Seeing memories being made
Researchers at Technische Universität Kaiserslautern have developed a novel tool for tracking and manipulating long-term memories as they are stored in the brains of fruit flies. The tool, reported recently in the journal PLOS Biology, will help investigate how memory works at the molecular level. Insights gained from the simpler fruit fly brain can later guide studies of human memory.

The researchers (left to right): Vanessa Bräuler, Benjamin Escribano, Dominique Siegenthaler and Prof. Dr. Jan Pielage
Koziel/TUK
Sorting out the specific mechanisms that lead to long-term memory formation in the fly brain is a challenge. The subset of neurons thought to be responsible for long-term memory have the same DNA as other neurons, making it difficult to design a biomarker that only identifies the neurons encoding a specific memory.

EXERCISE SET:
1. Answer these questions from the article on fruit fly memory, each answer on its own line:
(a) In which journal was the tool reported?
(b) Which researcher's name carries the title "Prof. Dr."?
(c) What makes it difficult to design a biomarker for the neurons encoding a specific memory?
2. Carry on the article on fruit fly memory from its last sentence.

INFORMATION PROVIDED:
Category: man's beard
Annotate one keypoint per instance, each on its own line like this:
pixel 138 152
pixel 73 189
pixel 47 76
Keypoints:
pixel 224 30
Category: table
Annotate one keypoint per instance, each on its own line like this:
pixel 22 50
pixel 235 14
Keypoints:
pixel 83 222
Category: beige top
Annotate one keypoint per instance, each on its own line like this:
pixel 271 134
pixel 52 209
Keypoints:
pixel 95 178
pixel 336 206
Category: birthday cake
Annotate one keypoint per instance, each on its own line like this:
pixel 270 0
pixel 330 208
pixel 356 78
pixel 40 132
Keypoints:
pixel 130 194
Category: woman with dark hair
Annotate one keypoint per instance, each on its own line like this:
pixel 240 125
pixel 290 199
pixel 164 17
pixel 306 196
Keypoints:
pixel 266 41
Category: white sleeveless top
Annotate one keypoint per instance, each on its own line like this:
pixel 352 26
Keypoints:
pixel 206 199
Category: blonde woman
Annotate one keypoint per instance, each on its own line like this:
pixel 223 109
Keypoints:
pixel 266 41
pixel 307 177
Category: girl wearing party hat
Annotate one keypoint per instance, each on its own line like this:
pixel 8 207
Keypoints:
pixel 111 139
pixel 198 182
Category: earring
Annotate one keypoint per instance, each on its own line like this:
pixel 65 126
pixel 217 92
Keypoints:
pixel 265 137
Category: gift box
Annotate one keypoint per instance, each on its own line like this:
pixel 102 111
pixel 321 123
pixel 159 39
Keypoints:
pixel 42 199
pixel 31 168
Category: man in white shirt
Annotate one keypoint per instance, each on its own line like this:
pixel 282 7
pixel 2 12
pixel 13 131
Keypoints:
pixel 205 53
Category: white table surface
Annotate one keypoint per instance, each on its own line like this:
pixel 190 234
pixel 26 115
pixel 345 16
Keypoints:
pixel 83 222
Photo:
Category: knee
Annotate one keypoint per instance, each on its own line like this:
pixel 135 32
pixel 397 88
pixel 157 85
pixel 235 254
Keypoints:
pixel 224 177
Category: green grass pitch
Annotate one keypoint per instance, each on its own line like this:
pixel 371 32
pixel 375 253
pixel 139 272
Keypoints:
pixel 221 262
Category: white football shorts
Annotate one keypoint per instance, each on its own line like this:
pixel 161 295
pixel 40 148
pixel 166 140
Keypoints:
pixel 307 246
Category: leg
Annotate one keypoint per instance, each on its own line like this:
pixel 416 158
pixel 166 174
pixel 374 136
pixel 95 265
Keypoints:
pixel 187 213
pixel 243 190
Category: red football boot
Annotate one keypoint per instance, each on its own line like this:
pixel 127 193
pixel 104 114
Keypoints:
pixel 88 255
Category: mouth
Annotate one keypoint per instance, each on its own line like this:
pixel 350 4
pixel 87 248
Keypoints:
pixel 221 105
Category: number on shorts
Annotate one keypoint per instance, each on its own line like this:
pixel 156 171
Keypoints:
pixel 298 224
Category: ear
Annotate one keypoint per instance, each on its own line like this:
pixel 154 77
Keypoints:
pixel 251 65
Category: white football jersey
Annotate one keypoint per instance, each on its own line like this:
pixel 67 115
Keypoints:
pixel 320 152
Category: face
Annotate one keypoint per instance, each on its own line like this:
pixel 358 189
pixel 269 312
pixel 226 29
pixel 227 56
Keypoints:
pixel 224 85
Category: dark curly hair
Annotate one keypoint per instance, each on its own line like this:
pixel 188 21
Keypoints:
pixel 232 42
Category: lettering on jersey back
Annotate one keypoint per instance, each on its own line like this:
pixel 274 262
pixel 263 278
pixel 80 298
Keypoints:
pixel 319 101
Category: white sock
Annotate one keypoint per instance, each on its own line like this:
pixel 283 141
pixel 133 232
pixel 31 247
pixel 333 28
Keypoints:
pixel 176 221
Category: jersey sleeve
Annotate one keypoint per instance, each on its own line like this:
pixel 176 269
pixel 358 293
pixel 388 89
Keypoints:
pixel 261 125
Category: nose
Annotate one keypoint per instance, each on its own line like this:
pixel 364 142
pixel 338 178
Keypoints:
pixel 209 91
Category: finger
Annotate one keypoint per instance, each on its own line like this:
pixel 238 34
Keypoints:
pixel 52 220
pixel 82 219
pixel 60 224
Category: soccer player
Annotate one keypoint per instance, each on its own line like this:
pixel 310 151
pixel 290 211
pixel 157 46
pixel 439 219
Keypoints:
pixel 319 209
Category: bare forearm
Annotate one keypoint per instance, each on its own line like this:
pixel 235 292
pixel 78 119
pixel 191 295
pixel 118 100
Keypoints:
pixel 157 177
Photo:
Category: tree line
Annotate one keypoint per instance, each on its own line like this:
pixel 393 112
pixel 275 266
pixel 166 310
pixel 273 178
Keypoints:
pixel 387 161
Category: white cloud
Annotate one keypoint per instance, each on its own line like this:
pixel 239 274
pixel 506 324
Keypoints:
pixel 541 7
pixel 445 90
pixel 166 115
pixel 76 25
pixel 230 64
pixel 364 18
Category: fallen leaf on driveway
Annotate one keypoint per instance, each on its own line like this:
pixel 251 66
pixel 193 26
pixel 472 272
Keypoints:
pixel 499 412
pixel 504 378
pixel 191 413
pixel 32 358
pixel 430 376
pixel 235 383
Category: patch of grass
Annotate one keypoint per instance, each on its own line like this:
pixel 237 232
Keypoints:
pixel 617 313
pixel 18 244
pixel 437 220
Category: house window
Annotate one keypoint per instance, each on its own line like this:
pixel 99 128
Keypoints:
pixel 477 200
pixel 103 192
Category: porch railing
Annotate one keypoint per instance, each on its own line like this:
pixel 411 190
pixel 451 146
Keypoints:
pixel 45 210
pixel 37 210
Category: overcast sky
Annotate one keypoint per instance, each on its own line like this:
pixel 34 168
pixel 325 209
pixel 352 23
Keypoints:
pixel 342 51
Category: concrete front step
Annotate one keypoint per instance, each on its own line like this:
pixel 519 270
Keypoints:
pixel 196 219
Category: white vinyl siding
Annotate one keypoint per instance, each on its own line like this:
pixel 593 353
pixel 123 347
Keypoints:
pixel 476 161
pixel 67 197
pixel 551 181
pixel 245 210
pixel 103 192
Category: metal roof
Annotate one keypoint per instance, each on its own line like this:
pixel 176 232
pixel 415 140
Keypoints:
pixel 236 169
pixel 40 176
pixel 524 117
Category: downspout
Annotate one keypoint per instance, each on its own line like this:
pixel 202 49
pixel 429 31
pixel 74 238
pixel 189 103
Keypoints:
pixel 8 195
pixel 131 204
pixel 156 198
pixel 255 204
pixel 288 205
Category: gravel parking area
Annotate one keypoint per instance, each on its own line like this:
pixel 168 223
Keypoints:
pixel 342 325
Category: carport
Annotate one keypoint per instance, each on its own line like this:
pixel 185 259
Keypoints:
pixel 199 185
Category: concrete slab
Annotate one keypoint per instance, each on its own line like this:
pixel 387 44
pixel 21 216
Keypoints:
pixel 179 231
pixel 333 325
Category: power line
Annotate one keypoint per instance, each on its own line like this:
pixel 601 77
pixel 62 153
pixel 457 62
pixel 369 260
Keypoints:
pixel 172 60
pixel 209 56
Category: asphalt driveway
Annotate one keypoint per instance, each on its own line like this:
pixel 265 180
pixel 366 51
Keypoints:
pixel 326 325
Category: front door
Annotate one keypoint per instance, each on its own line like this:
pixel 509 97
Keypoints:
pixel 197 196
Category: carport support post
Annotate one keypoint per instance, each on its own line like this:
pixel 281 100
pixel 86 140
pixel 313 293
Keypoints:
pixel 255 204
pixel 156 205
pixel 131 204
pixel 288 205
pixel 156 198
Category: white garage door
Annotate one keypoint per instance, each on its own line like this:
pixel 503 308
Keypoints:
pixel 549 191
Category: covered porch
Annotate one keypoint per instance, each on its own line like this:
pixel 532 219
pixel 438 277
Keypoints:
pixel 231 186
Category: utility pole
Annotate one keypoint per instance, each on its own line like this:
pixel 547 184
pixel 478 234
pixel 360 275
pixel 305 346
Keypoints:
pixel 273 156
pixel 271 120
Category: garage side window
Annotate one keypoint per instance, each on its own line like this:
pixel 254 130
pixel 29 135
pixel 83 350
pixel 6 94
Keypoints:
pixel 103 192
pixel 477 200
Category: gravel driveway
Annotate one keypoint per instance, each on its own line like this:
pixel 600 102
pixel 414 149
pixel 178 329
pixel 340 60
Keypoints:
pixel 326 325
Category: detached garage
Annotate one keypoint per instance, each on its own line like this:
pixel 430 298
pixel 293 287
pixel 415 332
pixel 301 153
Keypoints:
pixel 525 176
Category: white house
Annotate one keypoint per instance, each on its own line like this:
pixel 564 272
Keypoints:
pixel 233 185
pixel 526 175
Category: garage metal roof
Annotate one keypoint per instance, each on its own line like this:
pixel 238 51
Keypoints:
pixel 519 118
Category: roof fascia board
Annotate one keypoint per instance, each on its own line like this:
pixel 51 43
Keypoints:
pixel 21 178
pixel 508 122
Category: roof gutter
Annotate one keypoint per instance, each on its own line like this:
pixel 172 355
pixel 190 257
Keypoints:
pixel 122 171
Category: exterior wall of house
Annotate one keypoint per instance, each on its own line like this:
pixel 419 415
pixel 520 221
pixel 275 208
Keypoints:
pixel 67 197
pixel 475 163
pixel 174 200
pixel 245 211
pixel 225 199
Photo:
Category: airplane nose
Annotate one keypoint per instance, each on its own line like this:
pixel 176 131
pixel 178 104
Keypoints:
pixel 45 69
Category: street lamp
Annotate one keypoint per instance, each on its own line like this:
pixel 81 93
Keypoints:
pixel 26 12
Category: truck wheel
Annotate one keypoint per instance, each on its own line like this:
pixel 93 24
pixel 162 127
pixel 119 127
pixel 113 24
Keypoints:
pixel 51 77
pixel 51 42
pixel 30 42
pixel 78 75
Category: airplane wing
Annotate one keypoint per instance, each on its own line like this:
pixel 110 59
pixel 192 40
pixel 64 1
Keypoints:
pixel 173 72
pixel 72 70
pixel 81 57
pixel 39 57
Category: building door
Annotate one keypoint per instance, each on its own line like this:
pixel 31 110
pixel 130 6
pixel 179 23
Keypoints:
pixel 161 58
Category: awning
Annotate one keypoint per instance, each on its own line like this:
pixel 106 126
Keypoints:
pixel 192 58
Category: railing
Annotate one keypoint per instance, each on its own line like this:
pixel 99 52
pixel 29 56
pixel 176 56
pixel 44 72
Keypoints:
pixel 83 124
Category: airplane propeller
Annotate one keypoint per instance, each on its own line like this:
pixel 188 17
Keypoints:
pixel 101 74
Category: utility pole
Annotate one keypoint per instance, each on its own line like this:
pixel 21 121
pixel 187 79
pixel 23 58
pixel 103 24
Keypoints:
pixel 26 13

RESULTS BY TASK:
1.
(a) PLOS Biology
(b) Jan Pielage
(c) Those neurons have the same DNA as other neurons.

2.
To overcome this problem, Dominique Siegenthaler, Benjamin Escribano and Vanessa Bräuler in the group of Professor Jan Pielage of TUK’s Division of Neurobiology and Zoology developed a genetic tag that responds to memory formation. The tag is called CRE-activity dependent memory engram label, or CAMEL, for short. It utilizes the DNA-binding site of the CRE binding protein (CREB2), which is essential for the formation of long-term memories. The tag lights up when neurons have an active CREB protein binding to DNA, highlighting only the neurons in the process of forming a memory.
“For the first time, we can specifically control the neurons forming long-term memories in Drosophila,” Pielage said.
As if seeing memory formation in action was not exciting enough, the tag does much more. The researchers can also use it to inhibit or activate the neurons’ activities.
“Now we have genetic access to get after the cellular and molecular changes occurring during long term memory formation,” Pielage said.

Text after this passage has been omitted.